==== GIVEN DATA
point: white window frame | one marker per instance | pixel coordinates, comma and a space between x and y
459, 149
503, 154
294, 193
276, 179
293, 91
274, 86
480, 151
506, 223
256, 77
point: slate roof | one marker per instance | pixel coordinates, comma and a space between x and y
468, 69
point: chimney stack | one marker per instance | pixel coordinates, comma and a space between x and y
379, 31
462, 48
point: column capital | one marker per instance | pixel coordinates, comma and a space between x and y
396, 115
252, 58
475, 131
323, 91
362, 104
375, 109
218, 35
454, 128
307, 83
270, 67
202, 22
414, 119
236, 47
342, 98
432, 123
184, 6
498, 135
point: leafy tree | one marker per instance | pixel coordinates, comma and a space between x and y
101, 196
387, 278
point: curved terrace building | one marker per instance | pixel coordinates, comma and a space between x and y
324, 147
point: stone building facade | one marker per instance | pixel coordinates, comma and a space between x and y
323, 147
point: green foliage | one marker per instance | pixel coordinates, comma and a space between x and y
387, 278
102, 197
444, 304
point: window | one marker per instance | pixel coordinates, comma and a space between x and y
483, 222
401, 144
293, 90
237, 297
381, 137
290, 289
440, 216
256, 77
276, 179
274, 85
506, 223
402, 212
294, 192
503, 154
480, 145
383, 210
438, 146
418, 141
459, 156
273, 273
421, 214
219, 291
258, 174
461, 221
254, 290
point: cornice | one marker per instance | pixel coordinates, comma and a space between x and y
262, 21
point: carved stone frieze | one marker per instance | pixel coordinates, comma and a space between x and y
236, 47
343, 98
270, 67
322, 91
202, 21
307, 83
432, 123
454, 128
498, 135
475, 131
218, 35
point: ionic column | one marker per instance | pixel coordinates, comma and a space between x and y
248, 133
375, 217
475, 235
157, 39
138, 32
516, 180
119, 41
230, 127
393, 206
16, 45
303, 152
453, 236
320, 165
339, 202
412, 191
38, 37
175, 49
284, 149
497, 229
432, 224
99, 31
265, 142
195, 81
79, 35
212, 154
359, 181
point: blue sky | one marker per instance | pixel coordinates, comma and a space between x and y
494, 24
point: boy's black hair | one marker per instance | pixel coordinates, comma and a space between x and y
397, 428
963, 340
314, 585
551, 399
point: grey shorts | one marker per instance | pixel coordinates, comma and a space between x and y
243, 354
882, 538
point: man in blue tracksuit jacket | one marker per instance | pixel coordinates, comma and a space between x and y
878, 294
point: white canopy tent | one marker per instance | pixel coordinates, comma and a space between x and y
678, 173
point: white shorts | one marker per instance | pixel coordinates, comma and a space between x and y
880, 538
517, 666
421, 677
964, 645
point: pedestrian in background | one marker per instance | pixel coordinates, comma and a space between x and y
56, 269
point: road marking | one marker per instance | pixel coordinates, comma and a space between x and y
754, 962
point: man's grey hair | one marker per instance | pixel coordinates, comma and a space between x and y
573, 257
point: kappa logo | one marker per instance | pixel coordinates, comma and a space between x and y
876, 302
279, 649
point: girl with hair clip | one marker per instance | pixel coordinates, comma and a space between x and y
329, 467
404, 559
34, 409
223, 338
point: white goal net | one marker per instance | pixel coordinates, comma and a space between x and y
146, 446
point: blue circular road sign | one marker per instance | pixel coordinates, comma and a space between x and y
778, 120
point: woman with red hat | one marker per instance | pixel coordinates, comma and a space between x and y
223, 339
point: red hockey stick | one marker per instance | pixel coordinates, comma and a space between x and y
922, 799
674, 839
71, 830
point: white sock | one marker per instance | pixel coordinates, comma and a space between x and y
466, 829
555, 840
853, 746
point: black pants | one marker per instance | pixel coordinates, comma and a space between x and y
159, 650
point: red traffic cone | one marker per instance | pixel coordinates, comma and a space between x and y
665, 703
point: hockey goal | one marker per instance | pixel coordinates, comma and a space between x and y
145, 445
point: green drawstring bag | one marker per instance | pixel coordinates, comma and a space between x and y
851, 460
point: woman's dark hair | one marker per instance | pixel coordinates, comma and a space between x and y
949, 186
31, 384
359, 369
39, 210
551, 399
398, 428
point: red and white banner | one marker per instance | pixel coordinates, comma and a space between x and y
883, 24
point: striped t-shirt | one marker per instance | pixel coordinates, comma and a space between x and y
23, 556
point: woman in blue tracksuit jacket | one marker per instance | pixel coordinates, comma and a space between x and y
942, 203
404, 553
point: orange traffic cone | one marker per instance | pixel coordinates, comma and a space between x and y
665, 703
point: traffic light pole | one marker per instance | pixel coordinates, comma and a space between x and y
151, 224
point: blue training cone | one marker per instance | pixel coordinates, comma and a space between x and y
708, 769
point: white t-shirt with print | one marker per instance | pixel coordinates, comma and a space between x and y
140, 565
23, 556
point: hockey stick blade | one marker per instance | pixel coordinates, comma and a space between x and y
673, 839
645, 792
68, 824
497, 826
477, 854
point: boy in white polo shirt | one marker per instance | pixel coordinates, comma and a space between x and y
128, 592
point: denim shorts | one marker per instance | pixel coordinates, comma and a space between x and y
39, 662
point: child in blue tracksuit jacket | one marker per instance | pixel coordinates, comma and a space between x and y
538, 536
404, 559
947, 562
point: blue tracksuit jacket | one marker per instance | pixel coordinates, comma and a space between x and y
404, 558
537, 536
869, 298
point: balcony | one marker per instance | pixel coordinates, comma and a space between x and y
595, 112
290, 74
========
- [PROBLEM TO SOLVE] Would you please copy every line of the data exactly?

- [RESPONSE]
point: white window frame | one marker per instance | pixel coordinates, comma and a space between x and y
459, 149
503, 154
294, 193
276, 179
293, 91
274, 86
480, 151
506, 223
256, 77
point: slate roof | one marker per instance | pixel coordinates, comma and a space between x and y
468, 69
point: chimney stack | one marker per instance | pixel coordinates, comma and a space between x and y
379, 31
462, 48
point: column capital | one marker per instance | pixel coordinates, comma and a space between x and y
396, 115
252, 58
475, 131
323, 91
362, 104
375, 109
218, 35
454, 128
307, 83
270, 67
202, 22
414, 119
236, 47
342, 98
432, 123
184, 6
498, 135
point: leafy tree | one marker per instance | pixel coordinates, comma and a space between x and y
101, 196
387, 278
point: curved terrace building | one marker per instance | pixel coordinates, comma and a space between x and y
324, 147
point: stone building facade | one marker per instance | pixel coordinates, comma and a space between x and y
323, 147
point: green foliage | one marker per instance | pixel coordinates, comma and a space between x and y
387, 278
102, 197
444, 304
point: window | one marker per instance | pixel coordinates, comma and a space between x and y
483, 222
401, 144
293, 90
237, 297
381, 137
290, 289
440, 216
256, 77
276, 179
274, 85
506, 223
402, 212
294, 192
503, 154
480, 145
383, 210
438, 146
418, 141
459, 156
273, 273
421, 214
219, 291
258, 174
461, 221
254, 290
point: cornice | one marker per instance | pixel coordinates, comma and a space between x and y
262, 21
point: carved stone frieze | one marker per instance | pixel coordinates, comma and a space between x and y
236, 47
343, 98
270, 67
322, 91
202, 21
307, 83
432, 123
454, 128
498, 135
475, 131
218, 35
point: ionic column | one marker per instance | pixel coordinates, comma and a space between x and y
248, 133
375, 217
475, 235
157, 39
138, 32
516, 180
119, 41
230, 127
393, 206
16, 45
303, 152
453, 236
320, 165
339, 202
412, 191
38, 37
175, 49
284, 149
497, 229
432, 224
99, 31
265, 142
195, 81
79, 35
212, 154
359, 181
point: blue sky | one marker per instance | pixel coordinates, comma and a space between x and y
494, 24
point: boy's black hair | one marker per instance | pixel coordinates, comma and a space between x and y
397, 428
963, 340
314, 585
551, 399
point: grey shorts | one marker per instance | pixel coordinates, comma and a space between x and y
243, 354
882, 538
point: man in blue tracksuit jacket | one marker per instance | pixel coordinates, comma and a space between x and y
878, 294
point: white canopy tent | one marker per instance | pixel coordinates, comma and a space between x and y
678, 173
point: white shorts | one marker per instance | pixel coordinates, comma and a space between x and y
880, 538
517, 666
421, 677
964, 645
point: pedestrian in background | one marker per instance | pixel coordinates, comma and a space between x and y
56, 269
point: road marking | one marker per instance | pixel coordinates, comma and a space between x and y
754, 962
point: man's grey hair | one marker per instance | pixel coordinates, comma and a space between x and y
573, 257
point: kappa logo | one marker per instance | pixel coordinates, comma and a space between x and y
876, 302
279, 649
point: girl with hair clip | one marker per instance | pixel coordinates, comma and a space between x and y
329, 467
404, 559
34, 409
223, 338
point: white goal net | one marker per instance | pixel coordinates, comma and a space between x and y
146, 446
point: blue circular road sign | one marker per instance | pixel coordinates, comma and a space between x and y
778, 120
point: woman with red hat | one marker per instance | pixel coordinates, comma and a space between x and y
223, 339
point: red hockey stick | one marker per instance | pixel coordinates, comma and a space between x and y
922, 799
674, 839
71, 830
point: white sock | one marker per instance | pixel coordinates, comma and a space between x and y
466, 829
555, 840
853, 746
point: black pants | one marker per instance | pixel coordinates, comma and a space between x and y
159, 650
point: red traffic cone | one marker per instance | pixel coordinates, comma and a space between x and y
665, 703
point: hockey goal | one marker per instance | pixel coordinates, comma and a space between x and y
145, 445
point: green drawstring bag | one marker per instance | pixel coordinates, comma and a space between x and y
851, 460
point: woman's dark hair | one marker per instance | pixel coordinates, comma and a space between x and y
949, 186
31, 384
359, 369
39, 210
551, 399
398, 428
point: red and white banner | one marker per instance | pixel coordinates, comma and a space between x and y
883, 24
point: striped t-shirt | one marker per instance | pixel coordinates, comma and a space between x and y
23, 556
point: woman in blue tracksuit jacket | one marker per instance | pixel coordinates, comma and a space between x and y
942, 203
404, 553
point: orange traffic cone | one marker per instance | pixel coordinates, comma and a space between x and y
665, 703
point: traffic light pole | one marker per instance | pixel coordinates, comma and a space between x and y
151, 224
point: blue training cone | one marker per instance | pixel coordinates, comma and a space between x and y
708, 769
point: white t-shirt with print | one marker per instance | pixel coordinates, comma and a space between x and y
140, 565
23, 556
point: hockey stick blade | one marker per instance | pixel coordinates, comma and a space between x and y
673, 839
645, 792
68, 824
497, 826
477, 854
point: boy in white polo shirt | one marker per instance | pixel coordinates, comma and a space between x and y
128, 592
point: denim shorts | one marker per instance | pixel coordinates, comma and a space between x and y
39, 662
point: child in blue tracksuit jacket | one marker per instance | pixel coordinates, comma and a space between x and y
538, 536
404, 559
947, 562
point: blue tracksuit jacket | one marker per instance | pixel coordinates, comma and a space between x and y
404, 558
537, 536
869, 298
point: balcony | one marker per instance | pixel coordinates, comma and a space between x and y
595, 112
290, 74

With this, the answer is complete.